▸ WHAT IS EXPECTED:
Please quote the material below word for word, keeping every line unchanged.

Point annotation records:
========================================
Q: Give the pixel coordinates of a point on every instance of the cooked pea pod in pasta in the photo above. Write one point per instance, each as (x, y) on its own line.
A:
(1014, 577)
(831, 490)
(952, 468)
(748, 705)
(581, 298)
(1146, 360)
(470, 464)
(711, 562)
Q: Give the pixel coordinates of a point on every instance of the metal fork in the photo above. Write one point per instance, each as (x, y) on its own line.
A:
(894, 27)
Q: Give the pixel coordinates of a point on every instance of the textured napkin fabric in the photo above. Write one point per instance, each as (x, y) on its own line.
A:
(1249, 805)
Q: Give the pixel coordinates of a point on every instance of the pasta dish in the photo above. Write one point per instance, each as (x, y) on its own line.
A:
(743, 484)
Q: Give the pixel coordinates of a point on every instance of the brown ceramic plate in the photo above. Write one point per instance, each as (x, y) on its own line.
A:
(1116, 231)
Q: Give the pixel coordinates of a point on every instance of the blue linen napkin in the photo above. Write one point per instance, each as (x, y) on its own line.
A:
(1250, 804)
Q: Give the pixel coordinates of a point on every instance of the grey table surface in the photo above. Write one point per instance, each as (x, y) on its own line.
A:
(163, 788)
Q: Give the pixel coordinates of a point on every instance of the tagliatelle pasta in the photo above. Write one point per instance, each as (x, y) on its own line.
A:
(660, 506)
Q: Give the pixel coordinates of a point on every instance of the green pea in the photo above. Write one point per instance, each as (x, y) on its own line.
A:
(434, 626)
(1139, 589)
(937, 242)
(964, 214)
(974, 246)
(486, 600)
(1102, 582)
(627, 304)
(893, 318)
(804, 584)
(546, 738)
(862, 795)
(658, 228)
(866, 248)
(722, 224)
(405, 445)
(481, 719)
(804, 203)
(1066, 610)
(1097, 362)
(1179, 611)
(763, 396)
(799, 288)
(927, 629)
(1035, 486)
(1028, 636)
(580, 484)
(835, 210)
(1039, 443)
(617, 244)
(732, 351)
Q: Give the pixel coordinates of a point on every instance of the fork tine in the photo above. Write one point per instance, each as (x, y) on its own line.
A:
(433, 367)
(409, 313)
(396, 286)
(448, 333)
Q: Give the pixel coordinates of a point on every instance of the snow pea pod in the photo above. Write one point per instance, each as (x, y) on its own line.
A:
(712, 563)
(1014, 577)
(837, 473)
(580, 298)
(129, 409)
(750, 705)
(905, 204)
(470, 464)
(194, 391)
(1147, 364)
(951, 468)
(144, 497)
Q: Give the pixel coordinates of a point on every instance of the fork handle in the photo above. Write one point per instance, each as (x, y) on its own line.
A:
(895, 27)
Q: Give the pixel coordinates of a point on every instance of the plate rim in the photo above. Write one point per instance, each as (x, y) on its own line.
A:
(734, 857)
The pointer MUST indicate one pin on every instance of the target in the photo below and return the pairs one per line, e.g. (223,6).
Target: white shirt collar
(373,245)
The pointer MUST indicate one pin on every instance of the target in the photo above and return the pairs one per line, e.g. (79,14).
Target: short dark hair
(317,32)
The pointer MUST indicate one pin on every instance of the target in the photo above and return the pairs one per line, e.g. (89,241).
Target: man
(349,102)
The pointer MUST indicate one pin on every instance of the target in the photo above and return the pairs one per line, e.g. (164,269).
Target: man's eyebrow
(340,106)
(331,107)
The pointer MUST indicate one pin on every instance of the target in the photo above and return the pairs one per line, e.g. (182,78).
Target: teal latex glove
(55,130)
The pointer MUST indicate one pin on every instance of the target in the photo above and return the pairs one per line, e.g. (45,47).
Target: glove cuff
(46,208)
========================================
▸ RESPONSE:
Q: Give the pixel coordinates of a point on every instance of the cooked pea pod in pasta in the photo above. Write one point per instance, each as (x, y) on its own line.
A:
(1014, 577)
(831, 490)
(952, 468)
(748, 705)
(581, 298)
(1146, 360)
(470, 464)
(711, 562)
Q: Give the pixel coordinates of a point on every instance of the metal fork in the photo above. Write one point per instance, each as (x, y) on its own line.
A:
(894, 27)
Q: Give the pixel coordinates of a point on every instance of the textured napkin fabric in the photo above. Write one point per instance, each as (x, y) on its own line.
A:
(1249, 805)
Q: Give the pixel coordinates of a point on every instance of the pasta dish in the photo above. Write one point per instance, each as (x, y) on its own line.
A:
(743, 484)
Q: Give the pixel coordinates of a point on every instance of the brown ceramic plate in the photo above. Write one point per instance, each as (x, y) on its own line.
A:
(1116, 231)
Q: Give the pixel coordinates of a point on every instance of the blue linen napkin in the photo above. Write one point per instance, each as (x, y) on its own line.
A:
(1250, 804)
Q: Give the pixel coordinates of a point on every instance of the grey table surface in the photo above. Write one point per instance, each as (x, y) on its own line.
A:
(163, 788)
Q: Give the pixel coordinates of a point on every instance of the tagliatelle pasta in the photo above. Write one point per instance, each as (x, y) on its own line.
A:
(660, 506)
Q: Give the pixel coordinates of a point on every instance of the green pea in the photo above. Write one point per instance, each as (x, y) on its own line.
A:
(434, 626)
(1139, 589)
(937, 242)
(964, 214)
(974, 246)
(486, 600)
(1102, 582)
(627, 304)
(893, 318)
(804, 584)
(546, 738)
(862, 795)
(658, 228)
(866, 248)
(722, 224)
(405, 445)
(481, 719)
(804, 203)
(1066, 610)
(1097, 362)
(1179, 611)
(763, 396)
(799, 288)
(927, 629)
(1035, 486)
(1028, 636)
(580, 484)
(835, 210)
(1039, 443)
(617, 244)
(732, 351)
Q: Give the pixel coordinates of a point on every instance of the fork tine in the photo above. Write one point per instance, each as (x, y) on its own line.
A:
(433, 367)
(409, 313)
(396, 286)
(448, 333)
Q: Give the pixel coordinates of a point on every instance of the snow pea pod in the photo above. Write one point per instance, each as (x, y) on its own line.
A:
(712, 563)
(1014, 577)
(837, 473)
(580, 298)
(129, 409)
(750, 705)
(905, 204)
(470, 464)
(194, 391)
(1147, 364)
(951, 468)
(144, 497)
Q: Give the pixel coordinates of a point on every instance of the fork handle in the photo above. Write one point per instance, each as (x, y) on its own line.
A:
(895, 27)
Q: Give the pixel coordinates of a point on every instance of the plate rim in the photo above. Write one point per instance, each as (x, y) on its own line.
A:
(734, 857)
The pointer MUST indicate one pin on every instance of the target in the photo below and return the pairs one per line, e.g. (223,6).
Target: white shirt collar
(373,245)
The pointer MUST indicate one pin on every instance of the target in the photo above and return the pairs one per line, e.g. (79,14).
Target: short dark hair
(317,32)
The pointer MUST indicate one pin on every instance of the target in the photo above and return the pairs one per line, e.g. (89,241).
Target: man
(349,102)
The pointer MUST indicate one pin on every instance of the target in the photo above and return the pairs one per line, e.g. (164,269).
Target: man's eyebrow
(340,106)
(331,107)
The pointer MUST indicate one pin on every instance of the target in the photo above and return the pairs one per line, e.g. (182,78).
Target: teal latex glove
(55,130)
The pointer MUST indicate one pin on every instance of the target in the photo above and return the pairs one per line, e.g. (45,47).
Target: glove cuff
(46,208)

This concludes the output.